◆ EXERCISE BRIEF
Skip every line before the one containing "For every instance of the shed", then copy that line and the rest of the entries below exactly, through the last line.

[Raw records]
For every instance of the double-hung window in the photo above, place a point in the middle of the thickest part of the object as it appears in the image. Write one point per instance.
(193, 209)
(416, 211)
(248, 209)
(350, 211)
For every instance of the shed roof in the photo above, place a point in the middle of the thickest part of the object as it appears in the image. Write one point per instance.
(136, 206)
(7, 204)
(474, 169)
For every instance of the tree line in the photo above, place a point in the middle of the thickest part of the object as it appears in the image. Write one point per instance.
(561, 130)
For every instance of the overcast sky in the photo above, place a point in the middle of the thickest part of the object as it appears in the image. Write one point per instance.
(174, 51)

◆ ANSWER FOR THIS EXERCISE
For every instance of the shed roof in the photo above, place a point in the middle of the thickest part of the object as it appears in the image. Write one point per instance.
(136, 206)
(7, 204)
(474, 169)
For every instance of the tree line in the photo above, place a point in the middle of the thickest part of the object as it appears in the image. Write one point per instance.
(561, 130)
For every instance of the overcast sky in the photo above, place a point in the middle of the thickest part of the object as it appears in the image. Write one point per instance.
(174, 51)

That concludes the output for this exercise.